Begin Passage given

Virtually all the on-farm water management techniques are typical examples of low external inputs combined with the use of locally available resources. While water is being retained, some of the techniques also provide effective check against soil erosion and loss of water and soil fertility. Such techniques conserve both soil and water resources for agricultural production and to prevent soil degradation (2006, ATPS). In wetter regions, these techniques are usually combined with other techniques such as crop rotation, shifting cultivation, crop mixture, manure application and the protection of nitrogen-fixing plants.

Observations   during   the   survey   showed   that   all irrigation water sources (rivers), diversion weirs and diversion canals were not protected from animals and wild life that cause damage to them. As a result the system was subjected to damage and blockage. To avoid water flow obstructions, irrigators in the study area have traditionally been cleaned and maintain periodically diversion weir, main and sub main canal to minimize water loss through deep percolation and canal over flow in all irrigated agriculture of West Showa Woreda. The cleaning practices were scheduled through irrigators association of that PAs. The group committee set the cleaning time and did follow up of absents. In field water way cleaning and furrow correction were also done before each irrigation.

In the study areas, there is no scientific irrigation scheduling practices practiced. But farmers schedule their irrigation simply by observing soil moisture conditions and crop conditions. These means, the next irrigation was applied when soil starts cracking and plants start to wilting during sunny  day  condition  (Table  7).  At  scheme where there is shortage of irrigation water irrigators irrigate their field when water is available (Table 7).

Among main questions in the irrigation water managements is to decide the amount of irrigation water to be applied (How much to irrigate?). According to the respondent, farmers in the study areas decide on the amount of irrigation water to be applied per irrigation per each furrow by simply observing water flowing in the furrow. Their practice is that, when water in furrow reaches the furrow end they cut back the water and then irrigate the next furrow (Table 8).

End Passage given

### Actions to take
1. Update the irrigation passage by rewriting everything from "Observations   during   the   survey   showed   that   all" down to "before each irrigation.", putting "water users association" wherever "irrigators association" appears.
2. Write what comes next in the irrigation passage, starting after its final sentence.
The rows that come next are separate material and are not part of the irrigation passage.

Begin Records supplied

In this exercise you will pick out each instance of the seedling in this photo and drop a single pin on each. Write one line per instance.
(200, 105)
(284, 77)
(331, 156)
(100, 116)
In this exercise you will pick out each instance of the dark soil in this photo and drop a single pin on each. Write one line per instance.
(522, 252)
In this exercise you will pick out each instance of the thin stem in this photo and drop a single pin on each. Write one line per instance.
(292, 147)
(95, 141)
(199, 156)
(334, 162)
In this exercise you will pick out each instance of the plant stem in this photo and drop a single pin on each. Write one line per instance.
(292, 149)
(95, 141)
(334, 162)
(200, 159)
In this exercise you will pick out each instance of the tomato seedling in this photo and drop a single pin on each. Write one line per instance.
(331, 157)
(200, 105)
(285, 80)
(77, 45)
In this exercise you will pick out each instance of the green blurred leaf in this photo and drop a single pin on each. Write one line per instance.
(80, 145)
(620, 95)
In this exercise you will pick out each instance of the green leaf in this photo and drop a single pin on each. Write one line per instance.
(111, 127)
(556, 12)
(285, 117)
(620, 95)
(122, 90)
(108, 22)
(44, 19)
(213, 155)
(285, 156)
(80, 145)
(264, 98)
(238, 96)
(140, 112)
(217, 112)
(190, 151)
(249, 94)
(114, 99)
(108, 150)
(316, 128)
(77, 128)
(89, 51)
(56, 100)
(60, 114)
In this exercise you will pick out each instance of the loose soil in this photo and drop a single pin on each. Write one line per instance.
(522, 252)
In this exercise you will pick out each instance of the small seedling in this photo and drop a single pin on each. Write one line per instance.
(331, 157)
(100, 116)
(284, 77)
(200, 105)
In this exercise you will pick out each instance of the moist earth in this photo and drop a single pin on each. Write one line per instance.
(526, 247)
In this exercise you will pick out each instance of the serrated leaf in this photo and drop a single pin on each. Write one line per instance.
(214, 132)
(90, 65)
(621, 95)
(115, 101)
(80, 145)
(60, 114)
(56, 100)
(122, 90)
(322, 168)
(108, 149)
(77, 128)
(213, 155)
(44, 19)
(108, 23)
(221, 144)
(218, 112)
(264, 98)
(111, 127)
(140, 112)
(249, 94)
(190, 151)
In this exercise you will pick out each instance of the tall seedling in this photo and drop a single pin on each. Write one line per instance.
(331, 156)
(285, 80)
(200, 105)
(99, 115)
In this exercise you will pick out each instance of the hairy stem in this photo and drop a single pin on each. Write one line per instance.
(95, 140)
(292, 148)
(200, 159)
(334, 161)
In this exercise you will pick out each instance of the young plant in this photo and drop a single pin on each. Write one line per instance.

End Records supplied
Begin Records supplied

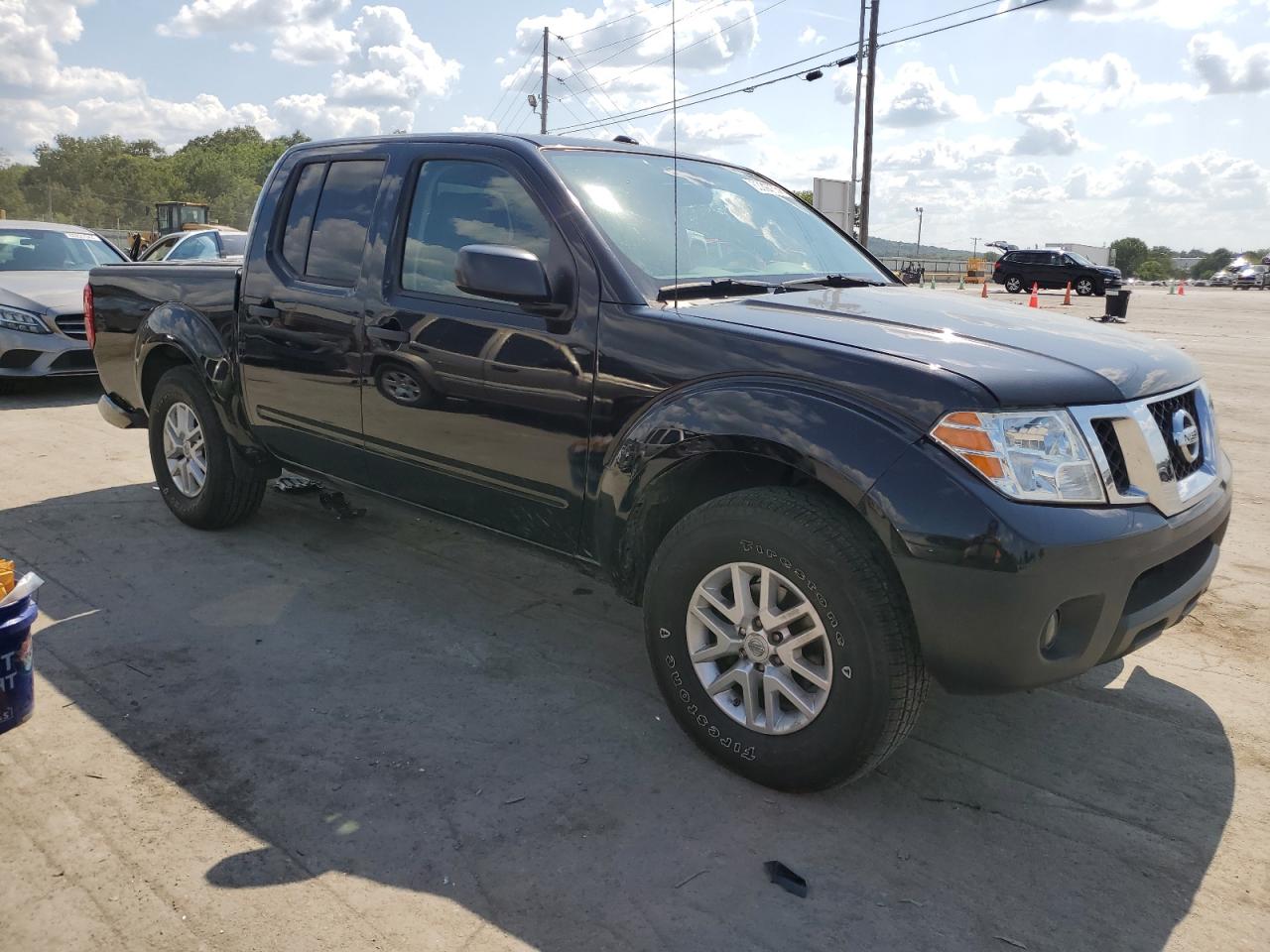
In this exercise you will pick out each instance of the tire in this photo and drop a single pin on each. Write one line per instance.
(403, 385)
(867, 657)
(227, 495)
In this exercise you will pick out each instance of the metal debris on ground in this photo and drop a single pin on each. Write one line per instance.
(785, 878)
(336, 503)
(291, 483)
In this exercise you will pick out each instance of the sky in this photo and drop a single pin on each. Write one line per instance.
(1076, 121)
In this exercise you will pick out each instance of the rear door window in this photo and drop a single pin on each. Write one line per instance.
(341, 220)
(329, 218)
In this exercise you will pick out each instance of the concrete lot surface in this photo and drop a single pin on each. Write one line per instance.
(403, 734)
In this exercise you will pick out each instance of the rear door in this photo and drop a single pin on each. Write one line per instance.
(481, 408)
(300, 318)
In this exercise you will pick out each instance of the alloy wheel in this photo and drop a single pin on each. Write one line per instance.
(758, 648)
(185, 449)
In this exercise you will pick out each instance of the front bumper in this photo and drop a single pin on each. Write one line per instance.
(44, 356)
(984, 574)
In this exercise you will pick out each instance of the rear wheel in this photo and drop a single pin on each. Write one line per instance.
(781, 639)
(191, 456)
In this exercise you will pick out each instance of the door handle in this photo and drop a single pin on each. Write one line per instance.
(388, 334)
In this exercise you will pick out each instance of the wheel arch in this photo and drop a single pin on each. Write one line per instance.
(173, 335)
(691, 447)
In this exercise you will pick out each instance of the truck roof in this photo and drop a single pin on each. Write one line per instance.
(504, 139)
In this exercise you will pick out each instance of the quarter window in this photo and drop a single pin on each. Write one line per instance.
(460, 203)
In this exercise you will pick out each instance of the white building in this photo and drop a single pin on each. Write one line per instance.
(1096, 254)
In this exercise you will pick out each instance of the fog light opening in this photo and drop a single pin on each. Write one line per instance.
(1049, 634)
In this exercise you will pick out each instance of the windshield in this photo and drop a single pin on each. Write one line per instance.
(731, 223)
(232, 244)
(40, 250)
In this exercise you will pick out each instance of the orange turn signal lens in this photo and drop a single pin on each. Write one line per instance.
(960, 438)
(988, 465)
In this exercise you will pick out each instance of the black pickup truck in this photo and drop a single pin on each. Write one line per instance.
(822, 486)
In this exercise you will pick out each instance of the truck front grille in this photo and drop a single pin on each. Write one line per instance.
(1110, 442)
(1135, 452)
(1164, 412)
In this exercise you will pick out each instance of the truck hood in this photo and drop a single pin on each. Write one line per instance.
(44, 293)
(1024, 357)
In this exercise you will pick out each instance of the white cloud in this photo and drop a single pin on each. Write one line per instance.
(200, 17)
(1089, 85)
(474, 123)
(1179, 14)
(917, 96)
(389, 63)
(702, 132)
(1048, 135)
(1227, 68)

End Records supplied
Begin Records supplied

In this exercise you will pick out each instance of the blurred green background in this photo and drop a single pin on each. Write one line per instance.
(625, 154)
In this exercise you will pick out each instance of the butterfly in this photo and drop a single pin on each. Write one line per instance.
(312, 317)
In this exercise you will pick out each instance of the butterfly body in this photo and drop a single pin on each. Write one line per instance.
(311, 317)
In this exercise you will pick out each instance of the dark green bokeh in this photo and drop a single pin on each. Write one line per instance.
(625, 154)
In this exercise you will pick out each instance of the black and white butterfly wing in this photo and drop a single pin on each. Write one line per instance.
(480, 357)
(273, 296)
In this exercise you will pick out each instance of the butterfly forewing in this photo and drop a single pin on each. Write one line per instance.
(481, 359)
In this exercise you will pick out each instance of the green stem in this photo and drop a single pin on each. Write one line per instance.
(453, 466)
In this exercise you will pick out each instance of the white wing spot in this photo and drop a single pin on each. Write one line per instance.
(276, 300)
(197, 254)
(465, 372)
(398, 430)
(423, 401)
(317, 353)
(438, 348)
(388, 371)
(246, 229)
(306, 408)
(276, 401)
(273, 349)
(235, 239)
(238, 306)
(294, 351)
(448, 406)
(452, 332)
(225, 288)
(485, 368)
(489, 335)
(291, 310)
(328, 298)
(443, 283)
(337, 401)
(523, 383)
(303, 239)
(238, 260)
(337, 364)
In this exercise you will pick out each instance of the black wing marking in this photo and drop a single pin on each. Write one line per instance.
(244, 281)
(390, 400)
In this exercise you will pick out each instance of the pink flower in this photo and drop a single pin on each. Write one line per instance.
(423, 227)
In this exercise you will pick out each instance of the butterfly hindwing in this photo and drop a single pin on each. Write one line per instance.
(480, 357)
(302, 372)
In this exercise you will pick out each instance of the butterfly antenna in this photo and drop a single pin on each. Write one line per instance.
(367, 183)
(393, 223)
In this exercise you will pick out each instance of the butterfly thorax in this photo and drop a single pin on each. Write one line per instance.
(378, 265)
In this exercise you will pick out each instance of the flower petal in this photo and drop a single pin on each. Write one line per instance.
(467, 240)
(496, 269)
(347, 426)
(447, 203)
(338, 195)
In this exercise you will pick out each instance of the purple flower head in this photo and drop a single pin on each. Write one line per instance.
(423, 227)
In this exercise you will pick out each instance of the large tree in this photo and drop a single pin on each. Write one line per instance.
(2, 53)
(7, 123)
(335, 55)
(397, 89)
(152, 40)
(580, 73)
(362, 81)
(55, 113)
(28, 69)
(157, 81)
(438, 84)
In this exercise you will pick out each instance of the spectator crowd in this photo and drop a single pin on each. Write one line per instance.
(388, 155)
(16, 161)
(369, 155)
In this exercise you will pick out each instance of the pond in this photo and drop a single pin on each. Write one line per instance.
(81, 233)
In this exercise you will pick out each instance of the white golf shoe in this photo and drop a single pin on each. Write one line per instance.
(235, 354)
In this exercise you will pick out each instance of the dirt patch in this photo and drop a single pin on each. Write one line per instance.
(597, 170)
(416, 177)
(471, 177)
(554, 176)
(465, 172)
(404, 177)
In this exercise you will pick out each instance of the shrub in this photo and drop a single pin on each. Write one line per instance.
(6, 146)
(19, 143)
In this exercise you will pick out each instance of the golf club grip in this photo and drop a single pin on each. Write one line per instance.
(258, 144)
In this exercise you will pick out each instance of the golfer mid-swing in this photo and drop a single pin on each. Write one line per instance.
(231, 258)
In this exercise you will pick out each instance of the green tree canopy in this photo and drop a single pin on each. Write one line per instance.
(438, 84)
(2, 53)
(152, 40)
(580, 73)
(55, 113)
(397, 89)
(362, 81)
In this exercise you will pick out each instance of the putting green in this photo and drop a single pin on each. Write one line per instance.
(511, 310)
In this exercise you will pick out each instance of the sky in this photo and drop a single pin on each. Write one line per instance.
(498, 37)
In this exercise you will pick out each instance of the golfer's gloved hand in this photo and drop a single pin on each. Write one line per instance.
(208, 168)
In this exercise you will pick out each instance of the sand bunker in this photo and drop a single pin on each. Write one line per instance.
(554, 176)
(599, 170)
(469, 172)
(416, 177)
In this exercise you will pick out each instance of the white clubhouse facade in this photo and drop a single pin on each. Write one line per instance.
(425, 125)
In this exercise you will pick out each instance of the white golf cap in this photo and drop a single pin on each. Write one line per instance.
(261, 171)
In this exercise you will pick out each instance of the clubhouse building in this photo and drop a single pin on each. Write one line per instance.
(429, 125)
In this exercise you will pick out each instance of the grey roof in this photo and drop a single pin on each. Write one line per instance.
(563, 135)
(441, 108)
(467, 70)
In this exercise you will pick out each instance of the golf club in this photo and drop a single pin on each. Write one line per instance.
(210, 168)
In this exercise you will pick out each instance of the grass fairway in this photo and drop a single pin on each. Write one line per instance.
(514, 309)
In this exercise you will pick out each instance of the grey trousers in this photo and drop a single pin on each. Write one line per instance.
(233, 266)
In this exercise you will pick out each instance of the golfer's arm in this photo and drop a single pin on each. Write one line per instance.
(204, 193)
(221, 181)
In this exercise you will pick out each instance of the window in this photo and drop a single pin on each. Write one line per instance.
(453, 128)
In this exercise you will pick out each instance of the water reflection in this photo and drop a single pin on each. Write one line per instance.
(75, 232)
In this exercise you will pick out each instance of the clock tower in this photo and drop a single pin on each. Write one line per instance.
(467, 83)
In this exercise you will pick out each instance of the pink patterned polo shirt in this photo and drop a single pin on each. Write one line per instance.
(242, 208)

End Records supplied

### Exercise answers
1.
Observations   during   the   survey   showed   that   all irrigation water sources (rivers), diversion weirs and diversion canals were not protected from animals and wild life that cause damage to them. As a result the system was subjected to damage and blockage. To avoid water flow obstructions, irrigators in the study area have traditionally been cleaned and maintain periodically diversion weir, main and sub main canal to minimize water loss through deep percolation and canal over flow in all irrigated agriculture of West Showa Woreda. The cleaning practices were scheduled through water users association of that PAs. The group committee set the cleaning time and did follow up of absents. In field water way cleaning and furrow correction were also done before each irrigation.

2.
Water stress during critical crop growth periods reduces the yield and quality of crops. Crop water use (ETa) at critical growth stages can be used in irrigation scheduling to avoid stressing crops. So, in water shortage areas identifying the critical crop growth stage at which there is no significant yield loses is the main issue. The respondents of Dendi, Ambo, Toke Kutaye, and Bako perceive that mid and development crop growth stages are the critical stages. Deficit irrigation at this stage causes significant yield losses. The case of Liban Jawi Initial and mid-crop growth stages is the critical stage (Table 9). As a result, they didn’t stress their crop at these critical crop growth stages to overcome the problems of irrigation water shortage.

Effective agronomic practices are essential components of irrigated water management (FAO, 1989). Management of the soil fertility, cropping selection and rotation, manure application, mulching and weed control are among effective agronomic practices.

Different agronomic adaptation practices are applicable to different farming systems and agro-climatic zones to enhance moisture utilization. These include the use of drought tolerance crops for adaptation to climate change, crops that have deep and prolific root systems and varieties that have short development stage (Mati, 2011).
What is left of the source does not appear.